**TUJUAN:** Tuliskan ulang dengan tepat bagian tulisan tentang Erna Ruing yang dimulai dari "Pertanyaannya, mengapa Apol" dan berlanjut sampai "mengontrol Pemerintah Lembata.".

Berani Jadi Multatuli: Apresiasi untuk Erna Ruing
Oleh Rian Odel
Pemandangan indah ini ada di Kedang Lembata. Pantai Wata Ana', Noni'. |
Walaupun
memakan waktu lama, tapi publik Lembata tentu sangat optimis dan menaruh
harapan penuh pada pihak kepolisian untuk mengusut tuntas kasus yang telah
menghabiskan uang rakyat sekitar 5 M lebih. Polisi tidak boleh main gila dengan
kasus ini!
Selain polisi dan para Aktivis pejuang Awololong, kini kabar gembira datang dari Erna Ruing, mantan Pegawai pada Dinas kebudayaan dan Pariwisata Kabupaten Lembata. Ia membeberkan bahwa Apol Mayan, Kepala Dinas bersangkutan pernah menyusun strategi penolakan proyek Awololong.
Hal ini tentunya sangat mengagetkan publik Lembata, sebab selama ini Apol Mayan dikenal sebagai salah seorang yang getol mendukung pariwisata di Awololong. Bahkan gara-gara proyek Awololong, kelompok masyarakat tertentu pernah menggelar demo tandingan untuk mendukung Pemerintah Lembata melanjutkan pembangunan yang kini bermasalah tersebut. Demonstrasi tersebut dipimpin oleh Ali Kedang, salah seorang Aktivis "hebat" di Lembata yang pernah berjuang mencari kebenaran di balik kasus kematian Alm. Laurensius Wadu. Hasilnya kini, Awololong masih menjadi polemik.
Pertanyaannya, mengapa Apol Mayan menolak, padahal ia adalah Kepala Dinas Pariwisata? Berita yang diturunkan media Sergap, mengindikasikan bahwa “ada sesuatu” yang tidak sehat dalam tubuh Pemerintah Lembata khususnya Dinas Kebudayan dan pariwisata. (Baca https://www.sergap.id/teknisi-it-diperiksa-apol-mayan-pernah-skenariokan-tolak-proyek-awalolong/).
Oleh karena itu, selain apresiasi besar diberikan kepada Erna Ruing atas informasi yang ia berikan, kita juga patut memberikan apresiasi kepada wartawan Sergap yang sungguh-sungguh menggali informasi seputar kasus besar ini. Kita butuh media yang kritis-progresif seperti ini untuk mengontrol Pemerintah Lembata.

**DATA YANG DIBERIKAN:**
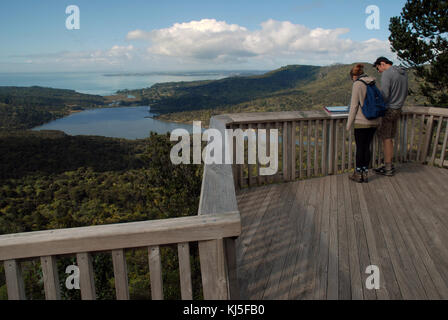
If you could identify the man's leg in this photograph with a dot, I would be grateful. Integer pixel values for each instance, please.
(388, 148)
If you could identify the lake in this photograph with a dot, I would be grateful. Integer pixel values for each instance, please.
(123, 122)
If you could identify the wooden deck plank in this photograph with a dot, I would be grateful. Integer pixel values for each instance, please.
(316, 200)
(320, 290)
(279, 253)
(296, 222)
(363, 193)
(333, 274)
(314, 238)
(422, 241)
(265, 236)
(360, 238)
(343, 263)
(302, 265)
(355, 271)
(388, 277)
(403, 227)
(277, 247)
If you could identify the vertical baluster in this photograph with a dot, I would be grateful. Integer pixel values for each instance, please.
(259, 126)
(235, 169)
(120, 274)
(445, 140)
(241, 166)
(293, 151)
(285, 154)
(331, 148)
(344, 124)
(405, 138)
(350, 149)
(183, 250)
(249, 166)
(14, 280)
(411, 144)
(51, 278)
(213, 269)
(155, 272)
(324, 148)
(268, 147)
(86, 276)
(301, 149)
(428, 138)
(374, 150)
(316, 143)
(436, 141)
(421, 138)
(308, 149)
(336, 149)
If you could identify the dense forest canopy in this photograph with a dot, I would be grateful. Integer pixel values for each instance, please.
(52, 180)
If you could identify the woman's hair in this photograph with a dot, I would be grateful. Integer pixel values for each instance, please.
(357, 70)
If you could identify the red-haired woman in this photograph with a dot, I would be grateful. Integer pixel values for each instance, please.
(364, 128)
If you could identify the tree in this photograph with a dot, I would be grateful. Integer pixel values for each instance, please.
(419, 37)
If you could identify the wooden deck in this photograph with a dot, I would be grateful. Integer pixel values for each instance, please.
(313, 239)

**JAWABAN TERTULIS:**
Pertanyaannya, mengapa Apol Mayan menolak, padahal ia adalah Kepala Dinas Pariwisata? Berita yang diturunkan media Sergap, mengindikasikan bahwa “ada sesuatu” yang tidak sehat dalam tubuh Pemerintah Lembata khususnya Dinas Kebudayan dan pariwisata. (Baca https://www.sergap.id/teknisi-it-diperiksa-apol-mayan-pernah-skenariokan-tolak-proyek-awalolong/).
Oleh karena itu, selain apresiasi besar diberikan kepada Erna Ruing atas informasi yang ia berikan, kita juga patut memberikan apresiasi kepada wartawan Sergap yang sungguh-sungguh menggali informasi seputar kasus besar ini. Kita butuh media yang kritis-progresif seperti ini untuk mengontrol Pemerintah Lembata.